Problem description | Change "even-odd" to "nonzero" wherever it occurs in these lines, and write them out again with nothing else altered and the pictures omitted.

------------------------------------

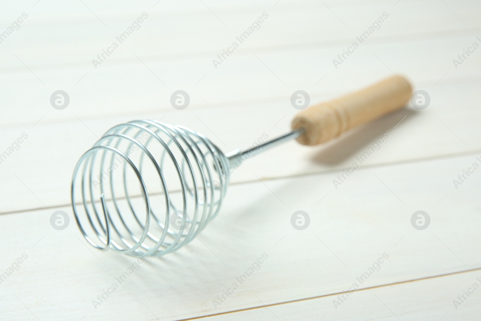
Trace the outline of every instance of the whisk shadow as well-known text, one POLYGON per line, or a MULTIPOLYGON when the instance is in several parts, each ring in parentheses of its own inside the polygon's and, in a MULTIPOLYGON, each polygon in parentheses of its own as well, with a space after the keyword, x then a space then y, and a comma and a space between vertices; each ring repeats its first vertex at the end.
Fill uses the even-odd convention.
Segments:
MULTIPOLYGON (((415 115, 412 109, 403 108, 373 122, 350 130, 339 138, 326 143, 311 158, 316 163, 334 166, 362 152, 373 141, 388 132, 402 119, 398 126, 408 121, 415 115), (403 118, 403 117, 404 117, 403 118)), ((389 134, 389 132, 388 132, 389 134)))

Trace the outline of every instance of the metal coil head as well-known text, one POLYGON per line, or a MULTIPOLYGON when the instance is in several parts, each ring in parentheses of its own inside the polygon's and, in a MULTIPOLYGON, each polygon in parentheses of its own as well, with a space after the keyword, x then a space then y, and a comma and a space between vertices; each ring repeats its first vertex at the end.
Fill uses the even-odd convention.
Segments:
POLYGON ((77 224, 99 249, 134 256, 173 252, 217 215, 229 167, 217 146, 183 126, 153 120, 117 125, 74 171, 77 224))

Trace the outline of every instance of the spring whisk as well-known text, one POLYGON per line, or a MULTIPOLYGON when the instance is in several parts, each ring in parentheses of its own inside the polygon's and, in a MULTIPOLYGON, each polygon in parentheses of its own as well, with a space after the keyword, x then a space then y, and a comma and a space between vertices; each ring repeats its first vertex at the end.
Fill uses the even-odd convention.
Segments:
POLYGON ((160 256, 191 241, 218 213, 232 171, 259 152, 297 139, 316 145, 401 108, 408 81, 388 78, 298 114, 292 131, 243 152, 224 154, 184 126, 137 120, 108 130, 80 157, 71 197, 92 246, 160 256))

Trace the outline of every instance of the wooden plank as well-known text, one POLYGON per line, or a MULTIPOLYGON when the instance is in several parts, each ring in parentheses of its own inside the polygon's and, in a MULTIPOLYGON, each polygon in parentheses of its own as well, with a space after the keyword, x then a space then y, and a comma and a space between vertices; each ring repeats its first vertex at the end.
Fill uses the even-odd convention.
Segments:
POLYGON ((68 207, 58 208, 70 215, 63 231, 50 226, 54 209, 1 215, 1 242, 14 245, 5 247, 0 271, 29 256, 0 285, 2 307, 10 307, 1 313, 20 309, 14 294, 40 320, 203 316, 258 306, 253 294, 270 304, 342 292, 385 253, 389 258, 363 286, 479 268, 481 183, 477 172, 457 190, 452 183, 474 161, 470 155, 361 168, 336 191, 330 173, 234 185, 200 240, 148 260, 96 309, 92 300, 131 258, 86 248, 68 207), (310 217, 304 231, 290 223, 299 210, 310 217), (423 231, 411 225, 419 210, 431 218, 423 231), (235 298, 215 309, 213 300, 264 253, 268 258, 235 298))
MULTIPOLYGON (((253 173, 272 179, 323 172, 332 173, 332 180, 343 169, 359 163, 356 157, 385 133, 389 138, 363 167, 476 153, 481 149, 476 138, 480 135, 476 119, 481 116, 478 87, 468 83, 425 87, 432 102, 425 110, 402 110, 320 146, 287 143, 246 161, 234 172, 232 182, 256 180, 253 173), (453 92, 457 93, 456 97, 453 92)), ((250 147, 263 133, 272 139, 287 132, 297 111, 288 103, 185 110, 135 118, 181 124, 203 133, 228 152, 250 147)), ((19 150, 0 164, 0 180, 4 182, 0 186, 1 212, 69 204, 72 173, 80 155, 108 128, 132 119, 128 116, 90 120, 79 116, 64 123, 42 120, 33 127, 0 130, 4 137, 2 152, 23 133, 28 135, 19 150)), ((336 190, 332 183, 331 187, 336 190)))
MULTIPOLYGON (((481 273, 474 271, 395 285, 342 293, 313 300, 215 316, 228 320, 471 320, 481 311, 481 273), (477 286, 473 286, 474 284, 477 286), (475 290, 476 288, 477 290, 475 290), (468 290, 471 294, 466 294, 468 290), (474 292, 474 293, 473 293, 474 292), (340 299, 339 295, 344 295, 340 299), (461 296, 460 299, 458 296, 461 296), (341 303, 341 300, 342 301, 341 303), (335 307, 334 302, 335 301, 335 307), (338 302, 340 303, 339 305, 338 302)), ((253 294, 254 295, 255 294, 253 294)), ((233 299, 235 299, 233 298, 233 299)), ((202 320, 202 317, 197 320, 202 320)))

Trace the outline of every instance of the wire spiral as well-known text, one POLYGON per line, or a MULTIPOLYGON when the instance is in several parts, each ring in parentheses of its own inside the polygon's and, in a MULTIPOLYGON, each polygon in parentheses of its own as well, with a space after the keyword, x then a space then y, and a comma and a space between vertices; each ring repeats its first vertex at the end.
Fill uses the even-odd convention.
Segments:
POLYGON ((137 120, 108 130, 74 171, 78 227, 97 248, 160 256, 191 241, 217 215, 229 159, 181 126, 137 120))

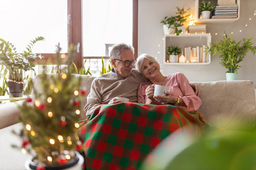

------------------------------------

The completed task |
Trace the outline of every instance of the whisk shadow as well-known text, one POLYGON per line, or a MULTIPOLYGON when the instance is in several parts, each ring in parentheses of its own inside the polygon's and, in a MULTIPOLYGON, each polygon in parentheses of its own as well, with a space after the keyword, x then a space then y, and a comma and a space between vertices; each ring repeats its first vertex at the end.
Fill uses the nonzero convention.
Segments:
MULTIPOLYGON (((415 115, 412 109, 403 108, 373 122, 350 130, 339 138, 326 143, 311 158, 316 163, 334 166, 362 152, 373 141, 388 132, 402 119, 398 126, 408 121, 415 115), (403 118, 403 117, 404 117, 403 118)), ((389 134, 389 132, 388 132, 389 134)))

Trace the outline of every instance of the metal coil head as well-known text, one POLYGON per line, or a MULTIPOLYGON when the instance is in several parts, each ring in parentheses of its own inside the polygon's and, in a MULTIPOLYGON, each polygon in parentheses of its own as well, with a space after the keyword, x then a space then y, and a comma and a space between vertices; each ring repeats its first vertex at the end.
Fill uses the nonzero convention.
Segments:
POLYGON ((77 224, 99 249, 134 256, 173 252, 217 215, 229 167, 217 146, 183 126, 153 120, 117 125, 74 171, 77 224))

Trace the outline of every instance of the spring whisk as well-known text, one POLYGON per line, or a MULTIPOLYGON when the instance is in several parts, each ring in parentheses of its own inside the polygon's and, in a MULTIPOLYGON, each polygon in parentheses of its own as well, with a space after the keyword, x then a space then y, and a comma and a space between vertices; each ring repeats its first vertex at the end.
Fill uses the nonzero convention.
Segments:
POLYGON ((160 256, 191 241, 218 213, 232 171, 259 152, 297 139, 316 145, 401 108, 408 81, 388 78, 298 114, 292 131, 243 152, 224 154, 184 126, 137 120, 108 130, 80 157, 71 197, 92 246, 160 256))

Trace the outline of every instance of the wooden plank as well-known text, one POLYGON per line, or a MULTIPOLYGON when the instance is in several parts, each ring in parentheses of its own inside the polygon's and, in a MULTIPOLYGON, each polygon in parentheses of its own as well, with a space after the keyword, x then a space then y, and a comma and a space between vertices; each ring repeats its first vertex at the end.
Fill uses the nonzero convention.
Segments:
POLYGON ((68 207, 58 208, 70 215, 63 231, 50 226, 54 209, 1 215, 1 242, 14 245, 5 247, 0 271, 29 256, 0 285, 2 307, 10 307, 1 313, 20 309, 14 294, 40 320, 203 316, 258 306, 253 294, 270 304, 342 292, 385 253, 389 258, 363 286, 479 268, 481 183, 477 172, 457 190, 452 183, 474 161, 470 155, 361 168, 336 191, 330 173, 234 185, 200 240, 148 260, 96 309, 92 300, 131 258, 86 248, 68 207), (310 217, 304 231, 290 223, 299 210, 310 217), (423 231, 411 225, 419 210, 431 218, 423 231), (235 298, 215 309, 213 300, 264 253, 268 258, 235 298))
MULTIPOLYGON (((253 173, 272 179, 323 172, 332 173, 332 180, 343 169, 359 163, 356 157, 385 133, 389 138, 363 167, 476 153, 481 149, 476 138, 480 135, 476 119, 481 116, 478 87, 468 83, 425 87, 432 102, 425 110, 402 110, 320 146, 287 143, 246 161, 234 172, 232 182, 256 180, 253 173), (453 92, 457 93, 456 97, 453 92)), ((250 147, 263 133, 272 139, 287 132, 297 111, 288 103, 185 110, 135 118, 181 124, 203 133, 228 152, 250 147)), ((19 150, 0 164, 0 180, 4 182, 0 186, 1 212, 69 204, 72 173, 80 155, 108 128, 132 119, 128 116, 90 120, 79 116, 64 123, 42 120, 33 127, 0 130, 4 137, 2 152, 23 133, 28 135, 19 150)), ((336 190, 332 183, 331 187, 336 190)))
MULTIPOLYGON (((481 273, 474 271, 395 285, 342 293, 313 300, 215 316, 228 320, 471 320, 481 311, 481 273), (477 286, 473 286, 474 284, 477 286), (475 290, 476 288, 477 290, 475 290), (468 290, 471 294, 466 294, 468 290), (474 292, 474 293, 473 293, 474 292), (340 299, 339 295, 344 295, 340 299), (461 296, 460 299, 458 296, 461 296), (341 303, 341 300, 342 301, 341 303), (335 307, 334 302, 335 301, 335 307), (338 302, 340 303, 339 305, 338 302)), ((253 294, 254 295, 255 294, 253 294)), ((233 299, 235 299, 233 298, 233 299)), ((202 320, 202 317, 197 320, 202 320)))

Trace the outline of every instance of the wire spiral as well-known text, one POLYGON per line, or a MULTIPOLYGON when the instance is in several parts, each ring in parentheses of its own inside the polygon's and, in a MULTIPOLYGON, each polygon in parentheses of its own as well, with a space after the keyword, x then a space then y, and a comma and a space between vertices; each ring repeats its first vertex at the end.
Fill uses the nonzero convention.
Segments:
POLYGON ((137 120, 108 130, 74 171, 78 227, 97 248, 160 256, 191 241, 217 215, 229 159, 181 126, 137 120))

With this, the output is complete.